I love, love, love the holidays! To me, like most folks, they are synonymous with family, friends, and, of course, good food.
I especially favor their eves, with all sorts of delicious smells wafting from the kitchen, company flocking over, kids being so excited they have a hard time going to sleep, last-minute grocery runs, final touches . . .
This pleasant hustle and bustle is what I look forward to every holiday.
And this Easter was no exception. Kate and Slava came over the day before and spent the night at our house. We set out around 8 a.m. the next morning on a three-hour drive up north to Brevard County’s Bonsteel Beach that I’d picked out for our celebration.
I craved peace, quiet, seclusion. I wanted to have my family all to myself one last time before we might be moved.

========================================================================

• Exercise tasks:
- 1) Copy out the Easter passage word for word, in full.
- 2) In how many lines of the listing does the string "broken" appear, counting case-sensitively? Reply with the number alone.
The Easter passage and the listing have nothing to do with each other.

• Exercise inputs:
========================================================================

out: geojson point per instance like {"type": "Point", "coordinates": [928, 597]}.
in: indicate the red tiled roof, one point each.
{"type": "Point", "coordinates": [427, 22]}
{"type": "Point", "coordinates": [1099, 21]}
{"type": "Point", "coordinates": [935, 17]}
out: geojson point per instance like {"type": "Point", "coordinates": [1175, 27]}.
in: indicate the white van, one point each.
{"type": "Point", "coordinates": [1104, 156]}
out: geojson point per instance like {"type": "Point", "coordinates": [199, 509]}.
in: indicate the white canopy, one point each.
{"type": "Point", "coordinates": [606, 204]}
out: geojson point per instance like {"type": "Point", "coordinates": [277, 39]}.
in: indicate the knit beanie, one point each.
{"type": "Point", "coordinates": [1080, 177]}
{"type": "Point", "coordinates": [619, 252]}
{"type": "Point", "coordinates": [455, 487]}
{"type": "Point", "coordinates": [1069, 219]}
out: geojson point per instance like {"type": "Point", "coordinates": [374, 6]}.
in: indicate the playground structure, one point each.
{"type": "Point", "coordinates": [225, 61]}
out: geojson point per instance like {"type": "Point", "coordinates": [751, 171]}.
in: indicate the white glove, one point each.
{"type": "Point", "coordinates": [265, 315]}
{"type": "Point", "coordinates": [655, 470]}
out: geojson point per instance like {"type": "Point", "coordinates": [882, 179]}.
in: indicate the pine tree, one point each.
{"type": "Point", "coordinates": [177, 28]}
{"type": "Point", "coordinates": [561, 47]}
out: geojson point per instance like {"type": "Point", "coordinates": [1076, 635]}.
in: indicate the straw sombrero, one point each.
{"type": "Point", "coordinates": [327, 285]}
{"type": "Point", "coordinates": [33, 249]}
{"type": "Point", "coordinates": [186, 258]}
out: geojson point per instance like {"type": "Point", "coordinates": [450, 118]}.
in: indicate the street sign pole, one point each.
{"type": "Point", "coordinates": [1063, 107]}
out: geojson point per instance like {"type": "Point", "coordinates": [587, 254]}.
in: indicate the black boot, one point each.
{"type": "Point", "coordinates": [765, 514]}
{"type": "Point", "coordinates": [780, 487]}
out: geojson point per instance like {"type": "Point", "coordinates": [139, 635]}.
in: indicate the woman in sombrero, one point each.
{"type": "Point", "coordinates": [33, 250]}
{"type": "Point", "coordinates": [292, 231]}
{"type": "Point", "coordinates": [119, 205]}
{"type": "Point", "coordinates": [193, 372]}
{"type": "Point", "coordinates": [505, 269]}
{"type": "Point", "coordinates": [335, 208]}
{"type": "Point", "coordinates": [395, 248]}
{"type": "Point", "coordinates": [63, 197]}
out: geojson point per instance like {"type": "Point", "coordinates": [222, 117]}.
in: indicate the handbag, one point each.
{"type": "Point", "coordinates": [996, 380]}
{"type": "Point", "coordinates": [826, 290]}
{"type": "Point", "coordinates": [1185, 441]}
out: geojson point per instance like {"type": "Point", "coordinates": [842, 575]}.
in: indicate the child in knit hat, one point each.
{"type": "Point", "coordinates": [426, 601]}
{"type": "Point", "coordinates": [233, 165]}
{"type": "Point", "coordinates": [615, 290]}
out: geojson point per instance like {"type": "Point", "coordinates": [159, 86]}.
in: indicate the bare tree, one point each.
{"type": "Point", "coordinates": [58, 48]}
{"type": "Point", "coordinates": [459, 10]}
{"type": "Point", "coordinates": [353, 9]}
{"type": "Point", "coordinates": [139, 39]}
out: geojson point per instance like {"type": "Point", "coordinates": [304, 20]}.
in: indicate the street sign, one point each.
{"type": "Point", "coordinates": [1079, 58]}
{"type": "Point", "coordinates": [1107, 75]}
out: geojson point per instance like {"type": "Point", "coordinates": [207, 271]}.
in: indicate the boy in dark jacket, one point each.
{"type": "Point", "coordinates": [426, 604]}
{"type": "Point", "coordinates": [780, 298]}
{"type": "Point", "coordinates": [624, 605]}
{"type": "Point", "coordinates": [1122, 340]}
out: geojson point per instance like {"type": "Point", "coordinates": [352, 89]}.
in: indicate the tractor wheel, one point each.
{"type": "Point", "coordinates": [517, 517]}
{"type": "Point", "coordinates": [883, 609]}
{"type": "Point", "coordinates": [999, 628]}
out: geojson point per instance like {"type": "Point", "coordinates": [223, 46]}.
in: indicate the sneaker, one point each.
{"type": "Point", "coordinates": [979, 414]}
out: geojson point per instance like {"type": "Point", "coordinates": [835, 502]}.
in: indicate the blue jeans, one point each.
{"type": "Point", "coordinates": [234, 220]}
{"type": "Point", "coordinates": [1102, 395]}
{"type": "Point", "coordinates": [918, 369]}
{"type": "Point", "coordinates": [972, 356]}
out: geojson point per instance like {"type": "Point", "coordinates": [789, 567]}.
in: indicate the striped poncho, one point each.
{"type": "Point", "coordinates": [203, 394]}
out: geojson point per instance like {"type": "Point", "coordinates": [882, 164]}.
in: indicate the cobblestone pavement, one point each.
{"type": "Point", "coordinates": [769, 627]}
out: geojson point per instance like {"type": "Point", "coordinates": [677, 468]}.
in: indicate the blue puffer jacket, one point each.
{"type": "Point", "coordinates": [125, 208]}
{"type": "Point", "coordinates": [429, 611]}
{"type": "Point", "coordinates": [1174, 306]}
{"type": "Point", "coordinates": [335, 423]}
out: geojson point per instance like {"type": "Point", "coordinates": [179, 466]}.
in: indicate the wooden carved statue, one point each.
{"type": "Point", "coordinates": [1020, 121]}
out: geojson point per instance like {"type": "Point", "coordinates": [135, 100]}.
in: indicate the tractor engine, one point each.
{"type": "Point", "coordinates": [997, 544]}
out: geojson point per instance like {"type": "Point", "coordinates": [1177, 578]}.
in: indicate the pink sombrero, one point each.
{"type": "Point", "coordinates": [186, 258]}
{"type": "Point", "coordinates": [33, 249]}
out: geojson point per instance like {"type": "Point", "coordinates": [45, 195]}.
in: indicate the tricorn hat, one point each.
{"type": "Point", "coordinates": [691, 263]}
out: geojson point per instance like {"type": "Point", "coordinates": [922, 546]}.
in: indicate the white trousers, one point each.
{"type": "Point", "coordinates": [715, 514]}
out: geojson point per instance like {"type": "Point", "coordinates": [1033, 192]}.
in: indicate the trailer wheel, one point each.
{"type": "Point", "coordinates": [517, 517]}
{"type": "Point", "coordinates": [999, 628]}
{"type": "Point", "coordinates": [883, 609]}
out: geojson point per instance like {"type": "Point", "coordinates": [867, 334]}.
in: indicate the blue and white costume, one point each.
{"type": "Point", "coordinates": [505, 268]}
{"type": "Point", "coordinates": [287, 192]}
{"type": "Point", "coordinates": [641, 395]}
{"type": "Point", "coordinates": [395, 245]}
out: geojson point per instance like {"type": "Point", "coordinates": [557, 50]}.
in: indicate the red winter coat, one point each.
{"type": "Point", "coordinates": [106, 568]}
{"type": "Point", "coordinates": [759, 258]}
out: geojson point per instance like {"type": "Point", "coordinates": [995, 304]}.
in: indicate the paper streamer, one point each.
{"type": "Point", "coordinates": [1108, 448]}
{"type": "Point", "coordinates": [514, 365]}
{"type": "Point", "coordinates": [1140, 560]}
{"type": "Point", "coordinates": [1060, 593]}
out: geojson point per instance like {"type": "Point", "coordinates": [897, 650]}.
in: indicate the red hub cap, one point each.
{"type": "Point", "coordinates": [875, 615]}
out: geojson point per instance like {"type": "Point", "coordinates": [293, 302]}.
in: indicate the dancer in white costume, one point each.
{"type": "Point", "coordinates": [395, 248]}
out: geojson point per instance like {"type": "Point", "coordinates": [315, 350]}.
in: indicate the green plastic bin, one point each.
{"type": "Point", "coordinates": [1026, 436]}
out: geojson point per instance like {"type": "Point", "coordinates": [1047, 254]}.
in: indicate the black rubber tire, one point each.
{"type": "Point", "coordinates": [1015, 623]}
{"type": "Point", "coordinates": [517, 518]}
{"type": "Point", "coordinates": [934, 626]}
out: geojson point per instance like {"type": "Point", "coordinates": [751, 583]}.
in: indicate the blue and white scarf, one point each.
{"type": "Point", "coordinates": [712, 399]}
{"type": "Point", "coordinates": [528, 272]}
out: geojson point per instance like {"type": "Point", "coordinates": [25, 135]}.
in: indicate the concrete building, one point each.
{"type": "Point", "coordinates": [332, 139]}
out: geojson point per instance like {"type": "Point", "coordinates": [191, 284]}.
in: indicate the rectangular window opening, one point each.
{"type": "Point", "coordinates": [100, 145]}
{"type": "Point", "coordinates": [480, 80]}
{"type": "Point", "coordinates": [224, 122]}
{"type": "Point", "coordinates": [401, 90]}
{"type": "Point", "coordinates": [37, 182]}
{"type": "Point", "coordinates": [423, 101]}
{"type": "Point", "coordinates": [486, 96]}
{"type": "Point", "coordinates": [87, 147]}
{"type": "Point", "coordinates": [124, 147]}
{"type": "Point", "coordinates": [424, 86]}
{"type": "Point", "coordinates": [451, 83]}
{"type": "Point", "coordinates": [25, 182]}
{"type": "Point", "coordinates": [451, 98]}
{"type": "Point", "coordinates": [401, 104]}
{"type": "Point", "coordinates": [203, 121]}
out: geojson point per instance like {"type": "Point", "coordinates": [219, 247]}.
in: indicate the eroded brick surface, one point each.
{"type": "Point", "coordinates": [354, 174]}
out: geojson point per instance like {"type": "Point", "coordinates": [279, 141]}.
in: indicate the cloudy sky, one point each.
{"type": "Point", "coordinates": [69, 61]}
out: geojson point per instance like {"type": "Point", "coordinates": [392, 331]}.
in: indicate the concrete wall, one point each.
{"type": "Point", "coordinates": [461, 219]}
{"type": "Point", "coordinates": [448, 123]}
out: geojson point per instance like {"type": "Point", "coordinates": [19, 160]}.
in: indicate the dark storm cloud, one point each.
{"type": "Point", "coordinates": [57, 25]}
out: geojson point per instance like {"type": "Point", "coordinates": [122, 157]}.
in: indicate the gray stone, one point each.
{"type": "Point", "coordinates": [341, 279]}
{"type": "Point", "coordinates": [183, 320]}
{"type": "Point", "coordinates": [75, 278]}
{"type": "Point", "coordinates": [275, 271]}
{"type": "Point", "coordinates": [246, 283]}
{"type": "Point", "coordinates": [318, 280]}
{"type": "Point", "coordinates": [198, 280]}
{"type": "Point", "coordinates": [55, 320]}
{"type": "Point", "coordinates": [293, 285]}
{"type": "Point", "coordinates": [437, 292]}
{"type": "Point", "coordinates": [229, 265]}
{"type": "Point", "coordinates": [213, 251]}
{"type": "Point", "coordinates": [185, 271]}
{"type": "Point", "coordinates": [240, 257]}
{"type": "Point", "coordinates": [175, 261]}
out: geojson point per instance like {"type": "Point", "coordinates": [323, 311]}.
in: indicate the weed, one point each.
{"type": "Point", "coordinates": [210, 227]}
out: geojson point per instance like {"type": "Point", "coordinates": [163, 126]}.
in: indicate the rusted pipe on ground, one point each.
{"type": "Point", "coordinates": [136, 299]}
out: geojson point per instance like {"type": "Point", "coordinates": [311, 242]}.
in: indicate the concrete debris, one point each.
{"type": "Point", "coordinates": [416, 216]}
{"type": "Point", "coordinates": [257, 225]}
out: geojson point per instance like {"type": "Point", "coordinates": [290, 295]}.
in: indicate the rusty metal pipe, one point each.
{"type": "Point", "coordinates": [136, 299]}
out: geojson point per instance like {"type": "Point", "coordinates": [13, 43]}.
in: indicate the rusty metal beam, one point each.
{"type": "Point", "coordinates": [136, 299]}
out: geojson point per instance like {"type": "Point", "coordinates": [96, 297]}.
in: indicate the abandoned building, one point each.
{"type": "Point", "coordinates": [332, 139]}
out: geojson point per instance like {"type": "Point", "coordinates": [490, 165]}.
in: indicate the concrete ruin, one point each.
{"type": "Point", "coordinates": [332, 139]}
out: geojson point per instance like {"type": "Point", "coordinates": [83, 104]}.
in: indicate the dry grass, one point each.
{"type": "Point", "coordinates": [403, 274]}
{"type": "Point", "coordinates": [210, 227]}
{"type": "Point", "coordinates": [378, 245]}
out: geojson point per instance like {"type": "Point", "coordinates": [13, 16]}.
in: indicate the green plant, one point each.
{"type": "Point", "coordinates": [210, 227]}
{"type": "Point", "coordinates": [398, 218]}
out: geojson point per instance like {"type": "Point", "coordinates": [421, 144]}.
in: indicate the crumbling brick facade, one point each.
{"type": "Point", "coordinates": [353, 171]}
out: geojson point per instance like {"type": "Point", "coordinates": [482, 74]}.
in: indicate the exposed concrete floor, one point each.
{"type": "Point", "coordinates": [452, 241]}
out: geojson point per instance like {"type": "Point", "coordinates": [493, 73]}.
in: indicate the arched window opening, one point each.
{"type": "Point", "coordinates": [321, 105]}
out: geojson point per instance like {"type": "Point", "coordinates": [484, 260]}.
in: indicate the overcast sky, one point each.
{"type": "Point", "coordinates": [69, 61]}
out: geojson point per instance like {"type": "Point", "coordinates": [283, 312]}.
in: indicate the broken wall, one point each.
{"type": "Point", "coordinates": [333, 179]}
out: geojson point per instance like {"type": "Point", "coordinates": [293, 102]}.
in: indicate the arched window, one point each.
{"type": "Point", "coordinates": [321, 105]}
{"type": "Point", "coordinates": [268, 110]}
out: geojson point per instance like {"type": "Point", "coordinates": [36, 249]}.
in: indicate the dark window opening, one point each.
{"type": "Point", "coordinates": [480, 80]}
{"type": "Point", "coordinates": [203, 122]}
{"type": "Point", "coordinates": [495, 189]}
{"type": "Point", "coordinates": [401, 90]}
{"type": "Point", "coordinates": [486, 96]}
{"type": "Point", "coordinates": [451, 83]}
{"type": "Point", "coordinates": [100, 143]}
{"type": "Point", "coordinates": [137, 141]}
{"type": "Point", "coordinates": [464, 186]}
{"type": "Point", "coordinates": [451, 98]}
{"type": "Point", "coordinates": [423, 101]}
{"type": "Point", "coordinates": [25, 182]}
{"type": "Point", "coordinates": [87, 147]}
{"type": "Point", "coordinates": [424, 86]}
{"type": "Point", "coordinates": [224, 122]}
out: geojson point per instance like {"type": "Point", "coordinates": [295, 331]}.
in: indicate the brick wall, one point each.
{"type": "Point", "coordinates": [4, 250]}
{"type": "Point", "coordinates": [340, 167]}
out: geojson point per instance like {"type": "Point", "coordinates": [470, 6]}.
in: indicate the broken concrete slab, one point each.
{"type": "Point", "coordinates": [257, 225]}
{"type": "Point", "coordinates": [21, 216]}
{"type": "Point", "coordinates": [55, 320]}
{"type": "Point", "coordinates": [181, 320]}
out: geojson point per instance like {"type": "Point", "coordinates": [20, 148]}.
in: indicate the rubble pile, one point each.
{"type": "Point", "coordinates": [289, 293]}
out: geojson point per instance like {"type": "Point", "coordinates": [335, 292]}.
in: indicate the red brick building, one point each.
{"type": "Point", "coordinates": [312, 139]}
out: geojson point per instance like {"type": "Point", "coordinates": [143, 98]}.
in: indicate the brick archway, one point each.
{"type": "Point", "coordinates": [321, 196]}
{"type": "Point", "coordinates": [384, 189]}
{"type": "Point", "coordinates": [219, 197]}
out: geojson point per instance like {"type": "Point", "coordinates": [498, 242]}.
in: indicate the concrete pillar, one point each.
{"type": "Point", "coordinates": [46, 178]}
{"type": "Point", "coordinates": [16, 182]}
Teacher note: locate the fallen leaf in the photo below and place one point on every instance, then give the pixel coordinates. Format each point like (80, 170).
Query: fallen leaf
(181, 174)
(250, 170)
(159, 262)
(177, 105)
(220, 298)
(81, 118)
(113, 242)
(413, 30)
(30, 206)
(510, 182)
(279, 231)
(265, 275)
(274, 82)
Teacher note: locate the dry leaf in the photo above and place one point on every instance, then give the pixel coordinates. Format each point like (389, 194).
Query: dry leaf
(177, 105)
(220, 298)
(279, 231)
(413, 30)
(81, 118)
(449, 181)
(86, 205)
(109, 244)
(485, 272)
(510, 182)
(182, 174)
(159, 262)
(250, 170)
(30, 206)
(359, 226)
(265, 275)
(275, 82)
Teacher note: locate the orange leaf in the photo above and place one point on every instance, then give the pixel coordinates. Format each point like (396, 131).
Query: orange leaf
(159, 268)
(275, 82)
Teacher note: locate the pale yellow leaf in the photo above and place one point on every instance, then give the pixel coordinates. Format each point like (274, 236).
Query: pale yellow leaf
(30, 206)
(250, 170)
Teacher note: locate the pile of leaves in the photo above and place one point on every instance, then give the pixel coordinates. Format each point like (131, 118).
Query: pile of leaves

========================================================================

• Exercise answers:
- 1)
I love, love, love the holidays! To me, like most folks, they are synonymous with family, friends, and, of course, good food.
I especially favor their eves, with all sorts of delicious smells wafting from the kitchen, company flocking over, kids being so excited they have a hard time going to sleep, last-minute grocery runs, final touches . . .
This pleasant hustle and bustle is what I look forward to every holiday.
And this Easter was no exception. Kate and Slava came over the day before and spent the night at our house. We set out around 8 a.m. the next morning on a three-hour drive up north to Brevard County’s Bonsteel Beach that I’d picked out for our celebration.
I craved peace, quiet, seclusion. I wanted to have my family all to myself one last time before we might be moved.

- 2) 2